**やること:**
以下の各行に出てくる「red fire truck」を「white ambulance」に変えて、全行を書き直してください。それ以外の部分は一切変えないこと。

•••••

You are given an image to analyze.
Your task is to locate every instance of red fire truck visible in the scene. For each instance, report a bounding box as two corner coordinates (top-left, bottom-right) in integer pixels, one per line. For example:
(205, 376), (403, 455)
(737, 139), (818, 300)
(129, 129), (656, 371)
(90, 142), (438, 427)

•••••

**この課題への回答:**
You are given an image to analyze.
Your task is to locate every instance of white ambulance visible in the scene. For each instance, report a bounding box as two corner coordinates (top-left, bottom-right) in integer pixels, one per line. For example:
(205, 376), (403, 455)
(737, 139), (818, 300)
(129, 129), (656, 371)
(90, 142), (438, 427)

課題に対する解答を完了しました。